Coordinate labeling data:

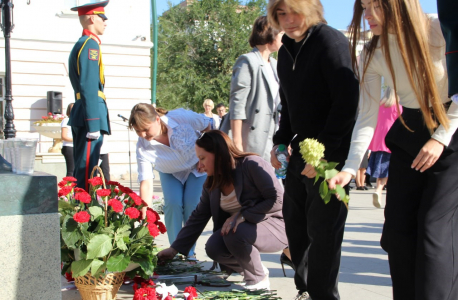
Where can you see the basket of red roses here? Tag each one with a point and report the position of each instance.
(104, 237)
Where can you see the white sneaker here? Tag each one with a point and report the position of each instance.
(376, 197)
(303, 296)
(262, 285)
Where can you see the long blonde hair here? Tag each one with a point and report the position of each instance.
(409, 23)
(312, 10)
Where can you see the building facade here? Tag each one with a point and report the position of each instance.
(43, 36)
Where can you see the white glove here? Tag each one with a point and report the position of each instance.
(389, 98)
(93, 135)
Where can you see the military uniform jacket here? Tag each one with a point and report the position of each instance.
(87, 78)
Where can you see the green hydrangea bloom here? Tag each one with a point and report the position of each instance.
(312, 151)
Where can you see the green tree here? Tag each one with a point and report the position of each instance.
(197, 47)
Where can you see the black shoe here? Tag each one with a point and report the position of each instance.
(285, 260)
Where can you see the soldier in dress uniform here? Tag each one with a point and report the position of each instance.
(89, 117)
(448, 11)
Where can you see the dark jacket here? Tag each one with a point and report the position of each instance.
(319, 92)
(259, 193)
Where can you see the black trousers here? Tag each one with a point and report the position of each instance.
(67, 152)
(105, 165)
(315, 233)
(420, 232)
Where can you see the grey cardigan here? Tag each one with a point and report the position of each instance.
(259, 193)
(251, 100)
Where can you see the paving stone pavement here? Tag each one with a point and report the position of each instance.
(364, 272)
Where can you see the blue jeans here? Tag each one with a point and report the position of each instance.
(180, 200)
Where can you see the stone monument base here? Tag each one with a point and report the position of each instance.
(30, 243)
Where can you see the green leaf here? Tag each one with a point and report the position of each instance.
(123, 231)
(64, 205)
(120, 243)
(95, 211)
(70, 232)
(81, 267)
(143, 231)
(341, 191)
(147, 266)
(323, 189)
(118, 263)
(317, 177)
(328, 174)
(97, 267)
(99, 246)
(327, 198)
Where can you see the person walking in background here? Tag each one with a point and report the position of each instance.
(420, 231)
(168, 142)
(360, 179)
(319, 97)
(254, 96)
(380, 154)
(67, 142)
(244, 199)
(208, 107)
(447, 10)
(89, 117)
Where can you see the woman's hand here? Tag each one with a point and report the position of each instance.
(342, 178)
(309, 171)
(232, 221)
(167, 254)
(428, 155)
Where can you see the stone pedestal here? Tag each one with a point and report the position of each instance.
(30, 240)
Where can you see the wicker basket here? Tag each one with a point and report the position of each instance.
(103, 288)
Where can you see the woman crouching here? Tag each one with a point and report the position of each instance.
(245, 200)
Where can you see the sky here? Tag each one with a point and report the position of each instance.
(338, 13)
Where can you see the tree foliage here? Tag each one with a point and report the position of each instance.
(197, 47)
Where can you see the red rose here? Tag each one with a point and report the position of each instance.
(69, 178)
(79, 190)
(125, 190)
(132, 212)
(69, 277)
(145, 294)
(153, 231)
(64, 191)
(62, 183)
(150, 216)
(191, 291)
(95, 181)
(104, 192)
(82, 217)
(136, 198)
(161, 226)
(116, 205)
(83, 197)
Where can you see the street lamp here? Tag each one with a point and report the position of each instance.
(7, 26)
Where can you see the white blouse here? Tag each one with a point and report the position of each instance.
(370, 94)
(183, 129)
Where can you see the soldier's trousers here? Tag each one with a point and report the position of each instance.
(86, 153)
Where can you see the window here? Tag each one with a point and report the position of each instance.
(72, 3)
(2, 105)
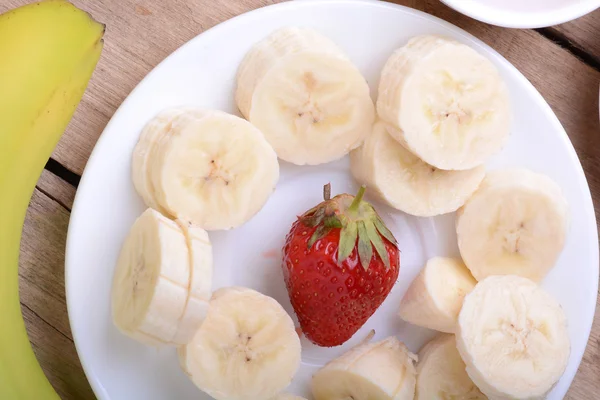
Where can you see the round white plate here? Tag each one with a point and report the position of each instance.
(203, 73)
(524, 13)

* **Work required**
Copy out the lines word for word, from the line with "Where can you see the street" up to and including the last line. Leave the pictures out.

* **Correct output**
Where can you see the street lamp here? Tag each one with a point and report the position of each instance.
(7, 26)
Where can you see the white blouse here? Tag each one with a point and report the position of each instance.
(370, 94)
(183, 129)
Where can you see the soldier's trousers here? Tag each one with a point and report the position of each instance.
(86, 153)
Where can you see the window here? Tag each one with a point and report the position of each instance.
(72, 3)
(2, 105)
Where can you see the round white plate here? Tag each one with a point and report the position of each instance.
(203, 73)
(524, 13)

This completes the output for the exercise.